# [TO DO]
Please start at the line that has "for the terraced" and stop after the line that has "[[196, 43, 257, 62]]", and reproduce only those entries in full. Multiply every bounding-box coordinate in the answers by 2 and round to whole numbers, with halves going up, but leave the sample format inside the entries unchanged.

────────────────────

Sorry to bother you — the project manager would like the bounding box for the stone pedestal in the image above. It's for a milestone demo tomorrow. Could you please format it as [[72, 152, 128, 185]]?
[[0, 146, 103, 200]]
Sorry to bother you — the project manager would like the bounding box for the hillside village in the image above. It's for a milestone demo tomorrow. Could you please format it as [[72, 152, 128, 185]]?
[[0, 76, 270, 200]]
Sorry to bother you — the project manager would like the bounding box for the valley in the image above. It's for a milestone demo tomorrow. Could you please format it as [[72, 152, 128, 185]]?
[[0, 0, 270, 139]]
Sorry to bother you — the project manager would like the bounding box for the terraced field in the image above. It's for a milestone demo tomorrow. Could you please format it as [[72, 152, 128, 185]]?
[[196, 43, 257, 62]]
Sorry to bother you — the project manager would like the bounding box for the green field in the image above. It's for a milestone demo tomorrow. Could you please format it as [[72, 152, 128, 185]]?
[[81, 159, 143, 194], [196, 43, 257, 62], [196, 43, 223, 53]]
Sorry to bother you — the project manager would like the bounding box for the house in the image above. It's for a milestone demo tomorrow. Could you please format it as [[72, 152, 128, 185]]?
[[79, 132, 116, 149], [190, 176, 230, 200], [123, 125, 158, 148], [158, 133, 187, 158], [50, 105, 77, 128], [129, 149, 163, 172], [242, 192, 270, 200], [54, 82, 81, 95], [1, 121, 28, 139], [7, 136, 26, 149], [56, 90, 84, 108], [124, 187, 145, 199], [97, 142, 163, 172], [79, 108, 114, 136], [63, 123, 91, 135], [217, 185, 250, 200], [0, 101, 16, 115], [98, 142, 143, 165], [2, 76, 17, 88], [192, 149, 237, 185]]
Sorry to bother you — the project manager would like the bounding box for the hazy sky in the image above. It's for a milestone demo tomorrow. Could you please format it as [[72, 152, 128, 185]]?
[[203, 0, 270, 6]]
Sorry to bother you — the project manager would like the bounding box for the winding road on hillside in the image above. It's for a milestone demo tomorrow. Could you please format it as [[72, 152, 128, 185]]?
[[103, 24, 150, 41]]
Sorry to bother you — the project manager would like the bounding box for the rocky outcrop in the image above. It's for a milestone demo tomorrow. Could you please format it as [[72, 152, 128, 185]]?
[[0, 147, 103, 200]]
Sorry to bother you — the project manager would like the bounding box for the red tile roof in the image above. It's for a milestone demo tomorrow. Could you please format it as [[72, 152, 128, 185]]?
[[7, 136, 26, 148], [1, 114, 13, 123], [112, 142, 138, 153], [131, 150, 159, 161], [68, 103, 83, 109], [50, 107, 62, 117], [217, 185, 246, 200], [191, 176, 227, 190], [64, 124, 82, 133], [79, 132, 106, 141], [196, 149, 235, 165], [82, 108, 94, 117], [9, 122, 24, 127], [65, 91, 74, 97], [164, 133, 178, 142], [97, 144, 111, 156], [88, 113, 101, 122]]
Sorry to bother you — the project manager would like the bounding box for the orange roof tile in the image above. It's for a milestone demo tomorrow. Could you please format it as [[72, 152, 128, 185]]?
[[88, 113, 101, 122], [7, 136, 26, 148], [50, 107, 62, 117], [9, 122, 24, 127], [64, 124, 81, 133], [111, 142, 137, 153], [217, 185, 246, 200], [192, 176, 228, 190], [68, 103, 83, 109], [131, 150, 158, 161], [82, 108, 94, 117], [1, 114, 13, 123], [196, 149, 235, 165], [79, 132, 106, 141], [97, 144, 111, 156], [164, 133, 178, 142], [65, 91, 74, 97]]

────────────────────

# [PROBLEM SOLUTION]
Sorry to bother you — the project manager would like the bounding box for the terraced field in the image above. It's for a milestone demo tomorrow. Could you please format it as [[72, 152, 128, 185]]?
[[392, 86, 514, 124]]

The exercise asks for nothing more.